GIVEN EXERCISE:
Copy the lines below word for word, in the same order and without any changes.

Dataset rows

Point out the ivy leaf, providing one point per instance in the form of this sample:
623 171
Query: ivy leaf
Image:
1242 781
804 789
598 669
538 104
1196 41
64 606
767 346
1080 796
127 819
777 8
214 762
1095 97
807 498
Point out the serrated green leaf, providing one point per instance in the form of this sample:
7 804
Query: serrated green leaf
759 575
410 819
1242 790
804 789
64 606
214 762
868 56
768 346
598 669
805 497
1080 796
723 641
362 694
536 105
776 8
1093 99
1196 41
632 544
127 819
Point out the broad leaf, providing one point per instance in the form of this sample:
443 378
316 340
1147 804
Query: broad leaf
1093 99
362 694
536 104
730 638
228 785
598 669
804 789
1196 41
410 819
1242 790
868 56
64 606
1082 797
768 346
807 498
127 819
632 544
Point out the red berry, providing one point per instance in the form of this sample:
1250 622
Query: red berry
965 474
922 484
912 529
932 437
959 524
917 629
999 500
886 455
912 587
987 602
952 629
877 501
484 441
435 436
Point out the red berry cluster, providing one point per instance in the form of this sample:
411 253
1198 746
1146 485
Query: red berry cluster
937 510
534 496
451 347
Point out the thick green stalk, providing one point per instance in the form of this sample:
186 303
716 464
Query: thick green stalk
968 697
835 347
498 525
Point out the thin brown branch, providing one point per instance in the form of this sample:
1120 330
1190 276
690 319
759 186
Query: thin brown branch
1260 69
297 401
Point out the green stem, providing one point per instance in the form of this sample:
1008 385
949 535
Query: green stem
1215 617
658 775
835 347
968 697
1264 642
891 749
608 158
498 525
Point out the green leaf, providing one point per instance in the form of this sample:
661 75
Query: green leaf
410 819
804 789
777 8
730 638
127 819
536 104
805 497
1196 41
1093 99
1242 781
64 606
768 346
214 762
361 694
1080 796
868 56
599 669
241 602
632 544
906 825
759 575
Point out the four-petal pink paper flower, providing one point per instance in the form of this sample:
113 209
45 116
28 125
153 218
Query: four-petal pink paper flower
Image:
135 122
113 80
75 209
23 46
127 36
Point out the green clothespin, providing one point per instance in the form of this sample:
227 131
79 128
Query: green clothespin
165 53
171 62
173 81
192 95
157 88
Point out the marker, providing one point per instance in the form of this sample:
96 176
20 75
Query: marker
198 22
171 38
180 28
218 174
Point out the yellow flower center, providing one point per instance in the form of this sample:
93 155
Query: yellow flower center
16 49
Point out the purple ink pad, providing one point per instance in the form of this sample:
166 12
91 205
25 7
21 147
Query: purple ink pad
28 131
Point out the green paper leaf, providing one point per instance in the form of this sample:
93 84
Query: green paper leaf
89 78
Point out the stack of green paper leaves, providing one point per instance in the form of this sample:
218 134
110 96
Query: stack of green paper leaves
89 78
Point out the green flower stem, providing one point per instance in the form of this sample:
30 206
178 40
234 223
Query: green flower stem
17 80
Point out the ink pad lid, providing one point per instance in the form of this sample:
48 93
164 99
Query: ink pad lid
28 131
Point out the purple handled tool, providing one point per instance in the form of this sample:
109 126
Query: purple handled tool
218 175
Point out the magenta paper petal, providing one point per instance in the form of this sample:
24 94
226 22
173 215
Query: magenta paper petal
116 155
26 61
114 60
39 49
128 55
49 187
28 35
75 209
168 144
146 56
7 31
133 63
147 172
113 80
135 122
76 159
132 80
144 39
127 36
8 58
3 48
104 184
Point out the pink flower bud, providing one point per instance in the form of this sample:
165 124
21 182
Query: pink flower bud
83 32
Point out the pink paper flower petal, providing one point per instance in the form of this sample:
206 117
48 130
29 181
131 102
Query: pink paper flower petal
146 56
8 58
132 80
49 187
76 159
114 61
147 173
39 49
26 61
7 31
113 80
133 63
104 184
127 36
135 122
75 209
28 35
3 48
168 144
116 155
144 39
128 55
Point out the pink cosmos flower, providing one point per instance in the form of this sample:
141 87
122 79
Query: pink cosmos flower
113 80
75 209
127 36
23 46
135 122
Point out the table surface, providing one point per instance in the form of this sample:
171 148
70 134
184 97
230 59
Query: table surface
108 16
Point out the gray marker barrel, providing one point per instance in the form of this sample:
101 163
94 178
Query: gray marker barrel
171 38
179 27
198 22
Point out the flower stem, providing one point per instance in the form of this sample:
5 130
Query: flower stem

ANSWER TO THIS TASK:
Point out the ivy leaf, providing one point per instance in the form of this sample:
623 171
Query: ivy leaf
Image:
1242 781
804 789
598 669
538 104
1196 41
64 606
767 346
1080 796
127 819
777 8
214 762
1095 97
807 498
Point out the serrated green leaf, providing one point per instance in the form of this sample:
7 804
Query: serrated green leaf
759 575
410 819
1242 790
804 789
64 606
214 762
868 56
768 346
598 669
805 497
1080 796
723 641
362 694
536 105
776 8
1093 99
1196 41
632 544
127 819
Point out the broad leaf, providing one point per instance in the form of this sample:
443 378
316 340
1147 804
Query: broad leaf
1093 99
362 694
536 104
730 638
228 785
598 669
804 789
1196 41
410 819
1242 790
868 56
64 606
1082 797
768 346
807 498
127 819
632 544
Point out the red berry, providing one point per instance in the form of this sample:
1250 622
Query: red berry
965 474
922 484
912 529
932 437
959 524
917 629
999 500
886 455
912 587
987 602
952 629
877 501
484 441
435 436
Point out the red berry cluster, providing one point per instance in the form of this sample:
411 253
1198 746
1146 485
Query: red berry cluster
937 510
534 496
451 347
Point out the thick green stalk, providing one point per instance in the form of this sample:
186 303
716 464
Query: thick green stalk
968 697
835 347
498 525
Point out the thin brown branch, providing one point per instance in the form of this sample:
1120 330
1190 276
690 319
759 186
Query: thin brown branch
1260 69
297 401
Point out the green stem, providing one point per instance in the form of this sample:
1008 385
949 535
Query: green stem
1215 617
658 775
835 347
968 697
1264 642
891 749
608 158
498 525
Point out the green leaf, providing one point per instance in the form of this sample:
661 75
Query: green leaf
410 819
804 789
777 8
730 638
127 819
536 104
805 497
1196 41
1093 99
1242 781
64 606
768 346
214 762
361 694
1080 796
868 56
599 669
241 602
632 544
906 825
759 575
Point out the four-petal pink paper flower, providing one point per instance in the form of this sample:
113 209
45 116
28 125
153 218
Query: four-petal pink paper flower
Image:
135 122
113 80
75 209
23 46
127 36
Point out the green clothespin, providing one point per instance in the form of this sample:
227 131
79 128
Query: green clothespin
165 53
171 62
173 81
192 95
157 88
Point out the marker, providing one point per instance in the form of this sample:
96 176
20 75
Query: marker
198 22
171 38
180 28
218 174
Point out the yellow flower center, providing one point per instance in the form of this sample:
93 155
Query: yellow flower center
16 49
Point out the purple ink pad, providing one point per instance in the form of this sample:
166 12
91 205
25 7
21 147
Query: purple ink pad
28 131
Point out the green paper leaf, providing one point per instance in the form of this sample:
93 84
Query: green paper leaf
89 78
Point out the stack of green paper leaves, providing one point per instance in the form of this sample:
218 134
110 96
Query: stack of green paper leaves
89 78
Point out the green flower stem, providing one point per instance in the form of this sample:
30 206
178 40
234 223
Query: green flower stem
17 80
Point out the ink pad lid, providing one point per instance in the form of this sample:
48 93
164 99
Query: ink pad lid
28 131
Point out the purple handled tool, providing one point per instance in the form of this sample:
109 126
Query: purple handled tool
218 175
Point out the magenta paper petal, providing one point per instance in the form of this sample:
24 94
226 22
173 215
Query: magenta paper petal
116 155
26 61
114 60
39 49
128 55
49 187
28 35
75 209
168 144
146 56
7 31
133 63
147 172
113 80
135 122
76 159
132 80
144 39
127 36
8 58
3 48
104 184
Point out the pink flower bud, providing one point per instance in the form of this sample:
165 124
21 182
Query: pink flower bud
83 32
Point out the pink paper flower petal, providing one point per instance in the form of this sample:
206 117
48 130
29 181
131 102
Query: pink paper flower petal
146 56
8 58
132 80
49 187
76 159
114 61
147 173
39 49
26 61
7 31
113 80
133 63
104 184
127 36
135 122
75 209
28 35
3 48
168 144
116 155
144 39
128 55
Point out the pink cosmos flower, providing one point per instance in the form of this sample:
141 87
122 79
Query: pink cosmos flower
113 80
75 209
127 36
23 46
135 122
Point out the table surface, providing one point per instance in the form of this sample:
171 148
70 134
184 97
230 59
Query: table surface
108 16
Point out the gray marker barrel, providing one point per instance in the form of this sample:
101 163
94 178
Query: gray marker barrel
171 38
179 27
198 22
Point out the flower stem, providing one point per instance in the form of this sample:
5 130
Query: flower stem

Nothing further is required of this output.